## Data for this exercise
:::::

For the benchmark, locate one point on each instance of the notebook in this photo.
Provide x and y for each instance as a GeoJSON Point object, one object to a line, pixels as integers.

:::::

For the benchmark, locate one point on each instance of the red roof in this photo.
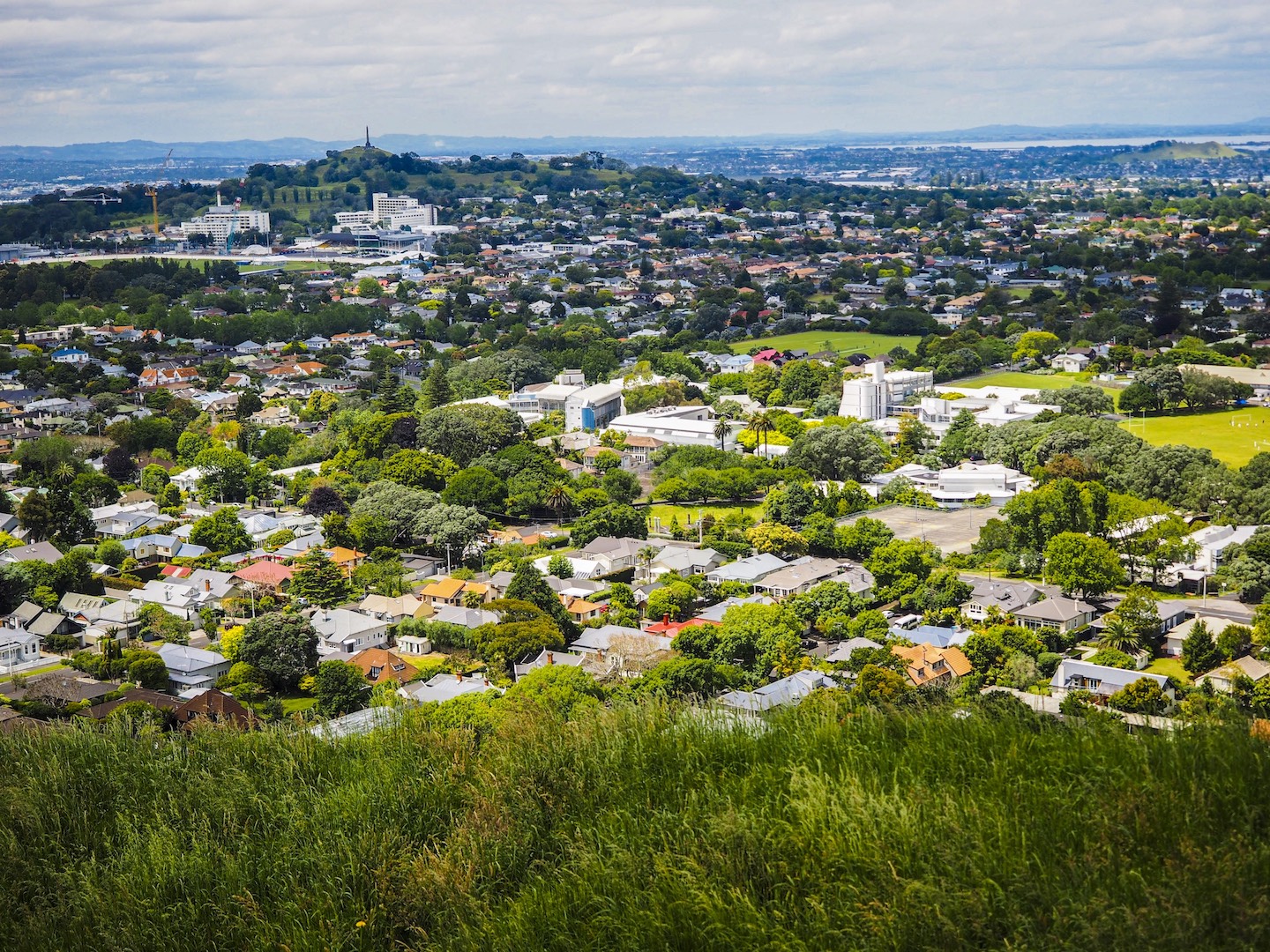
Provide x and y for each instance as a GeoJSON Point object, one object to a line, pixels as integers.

:::::

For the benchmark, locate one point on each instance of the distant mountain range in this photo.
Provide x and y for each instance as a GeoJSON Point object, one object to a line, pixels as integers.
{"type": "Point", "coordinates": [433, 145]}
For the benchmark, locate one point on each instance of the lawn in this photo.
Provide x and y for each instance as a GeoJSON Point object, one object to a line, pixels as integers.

:::::

## What is being asked
Pick out every line of the material above that contains the word "locate", and copy each one as it appears.

## Correct response
For the benchmark, locate one point on each instance of the notebook in this photo.
For the benchmark, locate one point on each instance of the red roof in this photo.
For the benchmark, locate one point on each instance of the distant mountain range in this photo.
For the benchmark, locate one point on each instance of the lawn in this photo.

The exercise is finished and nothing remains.